(Records)
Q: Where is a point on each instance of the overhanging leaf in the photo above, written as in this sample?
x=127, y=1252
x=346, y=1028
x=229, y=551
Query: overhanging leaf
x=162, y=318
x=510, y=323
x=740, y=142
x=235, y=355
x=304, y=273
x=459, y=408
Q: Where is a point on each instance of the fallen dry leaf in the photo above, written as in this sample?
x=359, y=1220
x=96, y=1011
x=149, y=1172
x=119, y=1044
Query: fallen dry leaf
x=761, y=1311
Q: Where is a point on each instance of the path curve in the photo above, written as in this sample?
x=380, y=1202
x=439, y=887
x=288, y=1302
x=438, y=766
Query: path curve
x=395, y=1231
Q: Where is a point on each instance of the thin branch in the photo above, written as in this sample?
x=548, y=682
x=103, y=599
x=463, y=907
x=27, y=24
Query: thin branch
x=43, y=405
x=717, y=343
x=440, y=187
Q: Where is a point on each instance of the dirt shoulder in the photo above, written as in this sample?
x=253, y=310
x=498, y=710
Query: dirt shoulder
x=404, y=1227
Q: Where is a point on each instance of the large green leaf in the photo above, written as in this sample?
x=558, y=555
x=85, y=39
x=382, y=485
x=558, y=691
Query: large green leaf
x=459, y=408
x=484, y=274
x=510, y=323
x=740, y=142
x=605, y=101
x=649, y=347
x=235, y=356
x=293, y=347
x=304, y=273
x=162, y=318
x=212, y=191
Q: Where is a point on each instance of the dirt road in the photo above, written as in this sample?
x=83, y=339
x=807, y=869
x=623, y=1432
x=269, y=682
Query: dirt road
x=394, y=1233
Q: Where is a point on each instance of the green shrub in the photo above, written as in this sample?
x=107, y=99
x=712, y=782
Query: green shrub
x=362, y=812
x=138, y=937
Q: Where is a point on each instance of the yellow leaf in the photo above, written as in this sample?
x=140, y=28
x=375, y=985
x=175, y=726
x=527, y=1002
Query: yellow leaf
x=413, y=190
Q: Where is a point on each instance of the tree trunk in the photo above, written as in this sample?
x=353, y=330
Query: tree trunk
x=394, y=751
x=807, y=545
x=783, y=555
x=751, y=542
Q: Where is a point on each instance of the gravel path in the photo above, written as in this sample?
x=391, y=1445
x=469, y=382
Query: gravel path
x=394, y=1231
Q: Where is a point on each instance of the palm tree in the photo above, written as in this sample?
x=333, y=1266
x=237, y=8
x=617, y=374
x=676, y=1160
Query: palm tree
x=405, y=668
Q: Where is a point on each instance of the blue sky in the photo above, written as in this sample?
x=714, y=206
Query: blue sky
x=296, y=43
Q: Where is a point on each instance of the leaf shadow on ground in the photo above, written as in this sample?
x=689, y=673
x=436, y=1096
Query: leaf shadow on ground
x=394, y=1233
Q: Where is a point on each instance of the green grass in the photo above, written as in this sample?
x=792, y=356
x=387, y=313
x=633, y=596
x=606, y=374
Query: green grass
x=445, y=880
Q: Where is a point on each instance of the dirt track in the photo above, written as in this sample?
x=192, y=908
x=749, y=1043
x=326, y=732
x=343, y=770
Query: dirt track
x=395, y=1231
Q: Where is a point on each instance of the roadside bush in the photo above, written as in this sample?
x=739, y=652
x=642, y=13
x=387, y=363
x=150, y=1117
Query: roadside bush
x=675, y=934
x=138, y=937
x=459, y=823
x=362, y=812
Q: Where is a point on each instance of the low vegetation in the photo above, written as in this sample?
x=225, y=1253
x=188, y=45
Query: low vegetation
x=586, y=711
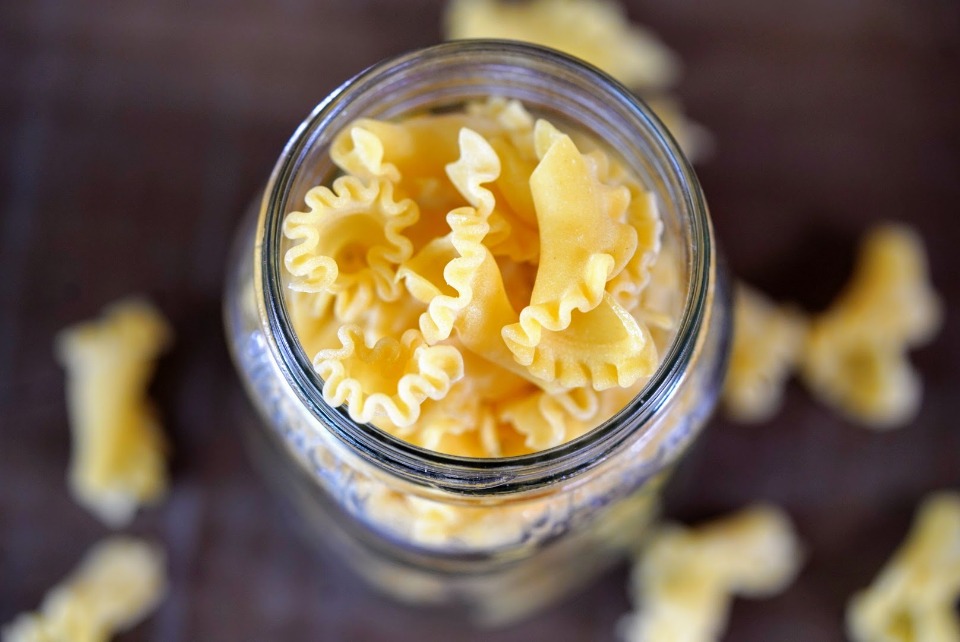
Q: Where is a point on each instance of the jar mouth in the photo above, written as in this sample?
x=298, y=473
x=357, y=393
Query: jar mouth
x=487, y=64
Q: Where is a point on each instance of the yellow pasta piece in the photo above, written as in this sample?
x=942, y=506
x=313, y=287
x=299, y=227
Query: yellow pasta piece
x=685, y=579
x=350, y=243
x=583, y=245
x=767, y=342
x=594, y=30
x=118, y=459
x=118, y=583
x=644, y=216
x=390, y=378
x=478, y=164
x=548, y=420
x=914, y=598
x=855, y=355
x=603, y=348
x=487, y=310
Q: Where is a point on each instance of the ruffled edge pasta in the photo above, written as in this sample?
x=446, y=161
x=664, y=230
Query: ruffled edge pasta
x=478, y=164
x=316, y=272
x=575, y=263
x=428, y=373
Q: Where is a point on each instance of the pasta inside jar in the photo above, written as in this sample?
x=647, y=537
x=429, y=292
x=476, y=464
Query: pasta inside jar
x=416, y=329
x=482, y=315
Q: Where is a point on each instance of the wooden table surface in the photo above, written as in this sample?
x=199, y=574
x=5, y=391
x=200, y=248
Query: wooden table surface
x=132, y=135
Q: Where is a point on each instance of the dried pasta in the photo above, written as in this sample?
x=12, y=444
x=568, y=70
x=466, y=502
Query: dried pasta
x=685, y=578
x=913, y=599
x=349, y=244
x=855, y=355
x=118, y=459
x=470, y=321
x=766, y=347
x=391, y=377
x=118, y=583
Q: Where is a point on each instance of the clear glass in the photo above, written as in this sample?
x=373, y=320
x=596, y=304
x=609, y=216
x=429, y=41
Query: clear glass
x=499, y=537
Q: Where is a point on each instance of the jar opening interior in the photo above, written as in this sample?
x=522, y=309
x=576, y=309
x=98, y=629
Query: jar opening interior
x=549, y=85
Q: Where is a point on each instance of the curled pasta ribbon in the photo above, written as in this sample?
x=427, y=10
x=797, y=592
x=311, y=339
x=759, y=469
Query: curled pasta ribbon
x=685, y=579
x=478, y=164
x=390, y=378
x=417, y=148
x=595, y=30
x=644, y=216
x=119, y=452
x=767, y=342
x=855, y=355
x=548, y=420
x=513, y=223
x=661, y=301
x=603, y=348
x=583, y=244
x=913, y=598
x=117, y=584
x=478, y=323
x=349, y=243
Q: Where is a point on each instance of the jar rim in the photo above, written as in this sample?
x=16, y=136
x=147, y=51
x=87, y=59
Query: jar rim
x=465, y=475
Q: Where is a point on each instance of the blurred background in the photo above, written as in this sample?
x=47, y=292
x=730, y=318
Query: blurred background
x=133, y=134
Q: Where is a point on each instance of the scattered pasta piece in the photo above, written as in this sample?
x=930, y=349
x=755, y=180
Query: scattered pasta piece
x=686, y=578
x=118, y=583
x=596, y=31
x=390, y=378
x=855, y=354
x=118, y=457
x=767, y=342
x=914, y=598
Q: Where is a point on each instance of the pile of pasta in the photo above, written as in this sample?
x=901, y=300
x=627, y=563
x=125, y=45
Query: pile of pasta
x=479, y=282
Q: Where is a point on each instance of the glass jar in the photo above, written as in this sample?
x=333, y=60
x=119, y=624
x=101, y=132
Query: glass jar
x=500, y=537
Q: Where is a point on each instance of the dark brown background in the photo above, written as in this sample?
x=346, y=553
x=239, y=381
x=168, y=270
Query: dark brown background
x=132, y=135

▸ EXERCISE REQUIREMENTS
Pull every line of the records above into your answer word for word, leaving out the pictures.

▸ REPLY TO THE TASK
Q: Where is a point on each instance of the overhanging leaf in the photo above, written as in this sample?
x=127, y=1252
x=346, y=1028
x=229, y=551
Query: overhanging leaf
x=162, y=318
x=510, y=323
x=740, y=142
x=235, y=355
x=304, y=273
x=459, y=408
Q: Where is a point on each instance of the fallen dry leaf in the photo above, written as in this sample?
x=359, y=1220
x=96, y=1011
x=149, y=1172
x=119, y=1044
Query: fallen dry leaf
x=761, y=1311
Q: Where is a point on each instance of the path curve in the photo above, written as in this sample?
x=380, y=1202
x=439, y=887
x=288, y=1302
x=438, y=766
Query: path curve
x=395, y=1231
Q: Where is a point on each instance of the thin branch in the photo above, written as in this sample?
x=548, y=682
x=103, y=599
x=463, y=907
x=27, y=24
Query: thin branch
x=43, y=405
x=717, y=343
x=440, y=187
Q: Where is a point on each instance of the dirt shoulder in the photo above, written as in this sample?
x=253, y=310
x=498, y=710
Query: dirt shoulder
x=404, y=1227
Q: Where is a point on each instance of the large green leaf in the photo above, written as in this sample?
x=558, y=555
x=85, y=39
x=382, y=485
x=558, y=691
Query: large green leaf
x=459, y=408
x=484, y=274
x=510, y=323
x=740, y=142
x=605, y=101
x=649, y=347
x=235, y=356
x=293, y=347
x=304, y=273
x=162, y=318
x=212, y=191
Q: Where is a point on each instance of the dirt road in the photo above, written as in this sample?
x=83, y=339
x=807, y=869
x=623, y=1432
x=269, y=682
Query: dirt road
x=394, y=1233
Q: Where is a point on each instance of the green shrub in the photo above, written as in this sample?
x=107, y=99
x=712, y=782
Query: green shrub
x=362, y=812
x=138, y=937
Q: Where is a point on each instance of the yellow leaf in the photo above, written as in this sample?
x=140, y=28
x=375, y=985
x=175, y=726
x=527, y=1002
Query: yellow leaf
x=413, y=190
Q: Where is a point on each instance of the tree trunk in the photo above, written as in this sample?
x=353, y=330
Query: tree trunk
x=394, y=751
x=807, y=545
x=783, y=555
x=751, y=542
Q: Where is a point on each instance of the gravel path in the photo above, written as in this sample?
x=391, y=1445
x=469, y=382
Query: gravel path
x=394, y=1231
Q: Where is a point on each instance of the palm tree in the photo above, written as in this sample?
x=333, y=1266
x=237, y=8
x=617, y=374
x=676, y=1160
Query: palm tree
x=405, y=668
Q: Where is a point on each instance of the blue sky in the photo above, written as in this sample?
x=714, y=206
Query: blue sky
x=296, y=43
Q: Where is a point on each instance of the leaf shadow on ground in the photo above, written as in this sample?
x=689, y=673
x=436, y=1096
Query: leaf shadow on ground
x=394, y=1233
Q: Where is a point on each instance of the green grass in the photo above, written as in this sample?
x=792, y=356
x=387, y=313
x=633, y=596
x=606, y=374
Query: green grass
x=445, y=880
Q: Where is a point on each instance of the dirt track in the photo above, written as in this sample?
x=192, y=908
x=749, y=1043
x=326, y=732
x=343, y=770
Query: dirt track
x=395, y=1231
Q: Where is a point on each instance of the roadside bush in the photo above, written as in this sample?
x=739, y=652
x=642, y=13
x=387, y=363
x=150, y=1117
Query: roadside bush
x=675, y=934
x=138, y=937
x=459, y=823
x=362, y=812
Q: Where is a point on each instance of the low vegetation in the photo above, written as in this sample?
x=225, y=1253
x=188, y=45
Query: low vegetation
x=586, y=711
Q: Where is a point on each instance of the jar mouth in the photo above, written as in this sample?
x=298, y=473
x=357, y=393
Query: jar mouth
x=487, y=64
Q: Where is a point on each instance of the yellow pasta piece in the photo above, written as in this sample?
x=942, y=506
x=313, y=287
x=299, y=227
Query: yellow pasta piece
x=685, y=579
x=350, y=243
x=583, y=245
x=767, y=342
x=594, y=30
x=118, y=459
x=118, y=583
x=644, y=216
x=390, y=378
x=478, y=164
x=548, y=420
x=914, y=598
x=855, y=355
x=603, y=348
x=487, y=310
Q: Where is a point on each instance of the ruffled edge pasta in the photo above, written as in this sample?
x=446, y=161
x=664, y=230
Query: ruffled edge pasta
x=478, y=164
x=316, y=272
x=575, y=263
x=428, y=373
Q: Where is a point on each instance of the pasta inside jar in the photo above, written as in this sample?
x=647, y=537
x=429, y=292
x=476, y=464
Query: pasta inside jar
x=416, y=329
x=482, y=315
Q: Where is a point on each instance of the wooden table surface in the photo above, written as in this sample?
x=199, y=574
x=5, y=391
x=200, y=248
Query: wooden table surface
x=132, y=135
Q: Where is a point on each instance of the dried pasta in the photo above, written as in this sample?
x=12, y=444
x=568, y=70
x=466, y=502
Query: dried pasta
x=685, y=578
x=913, y=599
x=349, y=244
x=855, y=355
x=118, y=459
x=470, y=321
x=766, y=347
x=391, y=377
x=118, y=583
Q: Where is a point on each instance of the clear glass in the photo above, written as in this sample?
x=373, y=320
x=596, y=304
x=609, y=216
x=429, y=41
Query: clear glass
x=499, y=537
Q: Where is a point on each instance of the jar opening interior in the photo above, written as in this sample?
x=522, y=309
x=576, y=309
x=98, y=629
Query: jar opening interior
x=549, y=85
Q: Where is a point on each instance of the curled pasta ribbon in the photo above, written as in this sample?
x=427, y=10
x=797, y=592
x=311, y=339
x=759, y=469
Query: curled pasta ribbon
x=685, y=579
x=478, y=164
x=390, y=378
x=417, y=148
x=595, y=30
x=644, y=216
x=119, y=452
x=767, y=342
x=855, y=355
x=548, y=420
x=513, y=223
x=661, y=301
x=603, y=348
x=583, y=244
x=913, y=598
x=117, y=584
x=478, y=323
x=349, y=243
Q: Where is a point on each instance of the jar rim in the photo above, written as in this sample?
x=16, y=136
x=147, y=51
x=87, y=59
Query: jar rim
x=465, y=475
Q: Where is a point on each instance of the blurred background in the photo above, written as in this sample?
x=47, y=292
x=730, y=318
Query: blurred background
x=133, y=134
Q: Where is a point on each instance of the scattered pasta piece in the photo above, written as in this sample?
x=930, y=349
x=755, y=180
Query: scattered pasta piece
x=686, y=578
x=118, y=583
x=596, y=31
x=390, y=378
x=855, y=354
x=118, y=457
x=767, y=342
x=914, y=598
Q: Where is a point on each instance of the pile of pasta in the photo above, written as in this sample?
x=901, y=300
x=627, y=563
x=125, y=45
Query: pile of pasta
x=479, y=282
Q: Where is a point on each instance of the glass jar in the photo above, written as in this sample?
x=333, y=60
x=119, y=624
x=101, y=132
Query: glass jar
x=500, y=537
Q: Where is a point on each instance of the dark brown background in the photo above, written as in this sample?
x=346, y=553
x=239, y=381
x=168, y=270
Query: dark brown background
x=132, y=135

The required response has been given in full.